- TEXT SECTION -
● ● ●

Have you noticed? Have you noticed enough? Storms, hurricanes, grand natural disasters of any serious scale have the most remarkable, devastating ability, not merely to slam us into compliance, not merely to remind us to buy better rain boots next time, not merely prove to us just how motherf--king awesome/terrifying is Mother Nature as a force of upheaval and annihilation, but to wipe our whiny, personal melodramatic slates clean.
Is it not the greatest thing? Is it not so harrowing and timeless as to be downright irrefutable? We look at something like Sandy and we say, "Finally, it's not all about us. Finally, something that has nothing to do with our petty woes, egos, logos, moans, arguments, scams, speeches, anonymous comments and porn addictions."
All karmic doors are blown wide open. All emotional baggage revealed as rickety and thin. Sandy does not care about who you love, hate or marry. She does not care who you vote for. She does not give a damn about your rent, your car, your opinion of gay marriage, Mitt Romney's hollow soul, factory worker abuse in China, immigration reform, gas prices, Libya, or the well-being of your cat, you home or your children.
She is the equal-opportunity demolisher. She is Kali in a black windbreaker, Shiva in a violent fever dream, transformation writ unscalable and dim.
All normal fortifications are hereby adjourned. Your income level won't save you. Your age, race and gender are largely irrelevant. Your education level matters not at all (unless you're too stupid to get out of the way). In this way, she is the feral earth at her most egalitarian. Everyone is affected; no one is completely safe.
What, you don't live in one of the 20 distressed cities? Didn't feel her much of her wrath this time? Don't worry -- she knows where you live. Or rather, her relatives do. And with accelerated climate change, they'll be coming for a visit soon.
Are you like me? Amidst the chaos and devastation, do you have a strange compulsion to float down a flooded highway atop a caved-in roof and shout it to the winds: "We are not the center of it all, after all! We are not the top of nature's food chain; we are the toothpicks! We are not the rulers of the world, we are the swarm of adorably baffled gnats, bounded inside a subway tube and calling ourselves the kings of infinite space!"
Do you want to do that? I sort of want to do that. And then I want to explore hurricane relief options, help New York aquarium workers protect a baby walrus, and get the hell out of the way and go live to a cabin in the woods for a year.

● ● ●

- RECORDS -
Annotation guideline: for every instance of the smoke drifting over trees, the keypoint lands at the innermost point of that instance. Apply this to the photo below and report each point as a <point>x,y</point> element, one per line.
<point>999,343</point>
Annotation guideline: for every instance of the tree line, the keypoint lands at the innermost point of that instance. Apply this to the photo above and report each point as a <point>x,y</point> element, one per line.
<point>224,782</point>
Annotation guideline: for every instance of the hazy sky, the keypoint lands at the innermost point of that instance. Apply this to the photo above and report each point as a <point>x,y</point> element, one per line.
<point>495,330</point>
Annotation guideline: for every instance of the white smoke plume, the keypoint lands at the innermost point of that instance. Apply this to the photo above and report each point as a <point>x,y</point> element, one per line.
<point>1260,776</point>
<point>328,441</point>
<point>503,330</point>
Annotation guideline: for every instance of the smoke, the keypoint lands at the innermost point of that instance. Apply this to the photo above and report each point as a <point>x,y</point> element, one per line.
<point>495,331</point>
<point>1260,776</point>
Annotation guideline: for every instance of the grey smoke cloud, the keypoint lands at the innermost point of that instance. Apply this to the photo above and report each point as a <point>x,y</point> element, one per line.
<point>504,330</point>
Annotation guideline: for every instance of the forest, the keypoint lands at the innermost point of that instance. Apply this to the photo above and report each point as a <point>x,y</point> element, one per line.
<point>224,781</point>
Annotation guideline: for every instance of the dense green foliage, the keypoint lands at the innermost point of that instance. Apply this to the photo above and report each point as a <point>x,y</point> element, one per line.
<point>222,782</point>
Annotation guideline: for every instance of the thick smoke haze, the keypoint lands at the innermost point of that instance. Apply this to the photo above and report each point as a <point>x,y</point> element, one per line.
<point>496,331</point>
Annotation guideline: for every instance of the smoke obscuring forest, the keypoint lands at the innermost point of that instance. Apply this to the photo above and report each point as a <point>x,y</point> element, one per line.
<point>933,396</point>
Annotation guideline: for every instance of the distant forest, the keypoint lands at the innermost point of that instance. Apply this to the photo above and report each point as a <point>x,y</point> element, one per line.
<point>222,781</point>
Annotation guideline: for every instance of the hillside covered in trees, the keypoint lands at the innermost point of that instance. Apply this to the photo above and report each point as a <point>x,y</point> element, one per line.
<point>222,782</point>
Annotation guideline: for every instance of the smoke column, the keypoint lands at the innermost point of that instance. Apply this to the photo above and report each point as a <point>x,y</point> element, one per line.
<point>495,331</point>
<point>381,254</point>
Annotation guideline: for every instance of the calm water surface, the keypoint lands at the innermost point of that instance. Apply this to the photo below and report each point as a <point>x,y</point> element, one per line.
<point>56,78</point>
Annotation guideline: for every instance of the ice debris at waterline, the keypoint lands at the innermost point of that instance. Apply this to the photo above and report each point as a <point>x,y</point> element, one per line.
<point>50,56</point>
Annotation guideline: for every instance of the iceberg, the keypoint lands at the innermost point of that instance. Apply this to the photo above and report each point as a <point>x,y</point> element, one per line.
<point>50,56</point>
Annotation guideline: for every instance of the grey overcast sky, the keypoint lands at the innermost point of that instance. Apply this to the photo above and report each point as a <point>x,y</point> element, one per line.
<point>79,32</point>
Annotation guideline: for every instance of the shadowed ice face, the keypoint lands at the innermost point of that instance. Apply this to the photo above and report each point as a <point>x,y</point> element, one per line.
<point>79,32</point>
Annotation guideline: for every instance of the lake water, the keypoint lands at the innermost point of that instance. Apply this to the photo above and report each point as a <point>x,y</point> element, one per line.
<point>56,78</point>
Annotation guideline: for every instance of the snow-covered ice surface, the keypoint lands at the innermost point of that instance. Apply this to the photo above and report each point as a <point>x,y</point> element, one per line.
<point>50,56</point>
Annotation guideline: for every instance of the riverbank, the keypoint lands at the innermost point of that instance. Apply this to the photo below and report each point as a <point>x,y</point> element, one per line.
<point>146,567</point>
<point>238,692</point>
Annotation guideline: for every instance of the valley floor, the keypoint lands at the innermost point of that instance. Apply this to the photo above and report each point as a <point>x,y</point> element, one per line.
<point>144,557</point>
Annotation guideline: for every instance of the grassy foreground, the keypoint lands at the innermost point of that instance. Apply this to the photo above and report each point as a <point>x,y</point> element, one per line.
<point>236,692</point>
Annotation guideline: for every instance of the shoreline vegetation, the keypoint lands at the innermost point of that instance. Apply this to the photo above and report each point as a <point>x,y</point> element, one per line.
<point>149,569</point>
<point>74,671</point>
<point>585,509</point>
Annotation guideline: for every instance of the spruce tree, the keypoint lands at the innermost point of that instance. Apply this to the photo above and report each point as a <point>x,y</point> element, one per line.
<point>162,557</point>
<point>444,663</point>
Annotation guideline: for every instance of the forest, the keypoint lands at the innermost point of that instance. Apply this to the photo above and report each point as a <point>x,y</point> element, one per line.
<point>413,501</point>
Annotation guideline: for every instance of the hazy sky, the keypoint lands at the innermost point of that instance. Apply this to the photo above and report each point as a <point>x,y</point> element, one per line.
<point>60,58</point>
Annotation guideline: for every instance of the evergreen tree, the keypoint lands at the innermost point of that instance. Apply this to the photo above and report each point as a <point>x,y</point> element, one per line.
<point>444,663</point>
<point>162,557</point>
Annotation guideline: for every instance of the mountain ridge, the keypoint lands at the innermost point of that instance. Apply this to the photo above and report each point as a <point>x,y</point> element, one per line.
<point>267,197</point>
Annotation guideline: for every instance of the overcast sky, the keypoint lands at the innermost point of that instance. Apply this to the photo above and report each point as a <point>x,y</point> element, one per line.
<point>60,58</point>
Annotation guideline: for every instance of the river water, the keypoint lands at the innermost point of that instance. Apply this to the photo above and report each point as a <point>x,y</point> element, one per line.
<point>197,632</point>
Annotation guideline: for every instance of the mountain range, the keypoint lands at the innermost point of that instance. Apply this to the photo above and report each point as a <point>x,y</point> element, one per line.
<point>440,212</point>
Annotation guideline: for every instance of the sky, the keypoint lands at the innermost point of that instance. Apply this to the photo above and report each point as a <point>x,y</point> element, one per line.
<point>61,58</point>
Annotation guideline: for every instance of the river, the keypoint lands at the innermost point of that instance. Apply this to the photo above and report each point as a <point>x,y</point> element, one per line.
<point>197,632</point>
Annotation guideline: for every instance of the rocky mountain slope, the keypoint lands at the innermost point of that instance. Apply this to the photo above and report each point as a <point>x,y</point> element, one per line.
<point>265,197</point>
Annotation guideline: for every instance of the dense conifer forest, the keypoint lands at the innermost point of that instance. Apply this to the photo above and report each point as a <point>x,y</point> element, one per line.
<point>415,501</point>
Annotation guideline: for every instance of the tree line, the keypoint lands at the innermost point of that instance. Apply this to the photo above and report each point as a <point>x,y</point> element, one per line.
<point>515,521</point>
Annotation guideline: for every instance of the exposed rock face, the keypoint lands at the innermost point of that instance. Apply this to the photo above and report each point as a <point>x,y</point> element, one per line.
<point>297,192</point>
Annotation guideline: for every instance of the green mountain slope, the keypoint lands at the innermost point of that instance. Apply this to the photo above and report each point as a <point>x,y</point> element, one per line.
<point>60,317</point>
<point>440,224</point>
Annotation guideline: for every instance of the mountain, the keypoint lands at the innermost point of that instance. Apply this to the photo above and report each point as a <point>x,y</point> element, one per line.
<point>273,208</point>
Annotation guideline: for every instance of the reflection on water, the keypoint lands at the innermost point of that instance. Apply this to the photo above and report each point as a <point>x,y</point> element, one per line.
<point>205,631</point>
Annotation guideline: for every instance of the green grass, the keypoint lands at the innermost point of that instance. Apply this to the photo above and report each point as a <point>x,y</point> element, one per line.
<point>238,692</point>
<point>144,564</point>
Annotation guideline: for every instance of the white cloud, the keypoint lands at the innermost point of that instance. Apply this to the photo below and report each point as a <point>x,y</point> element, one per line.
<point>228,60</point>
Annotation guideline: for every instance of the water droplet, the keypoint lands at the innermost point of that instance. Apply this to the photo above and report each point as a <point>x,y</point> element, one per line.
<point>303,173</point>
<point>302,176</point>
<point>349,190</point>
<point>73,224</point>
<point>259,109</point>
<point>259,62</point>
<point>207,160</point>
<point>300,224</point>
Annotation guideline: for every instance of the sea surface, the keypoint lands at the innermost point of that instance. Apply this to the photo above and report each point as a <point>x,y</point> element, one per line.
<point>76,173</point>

● ● ●

Reproduce everything in the Hurricane Sandy essay from "All normal fortifications" down to "a visit soon.". The material after the Hurricane Sandy essay stands apart from it.

- RESULT OF THE TASK -
All normal fortifications are hereby adjourned. Your income level won't save you. Your age, race and gender are largely irrelevant. Your education level matters not at all (unless you're too stupid to get out of the way). In this way, she is the feral earth at her most egalitarian. Everyone is affected; no one is completely safe.
What, you don't live in one of the 20 distressed cities? Didn't feel her much of her wrath this time? Don't worry -- she knows where you live. Or rather, her relatives do. And with accelerated climate change, they'll be coming for a visit soon.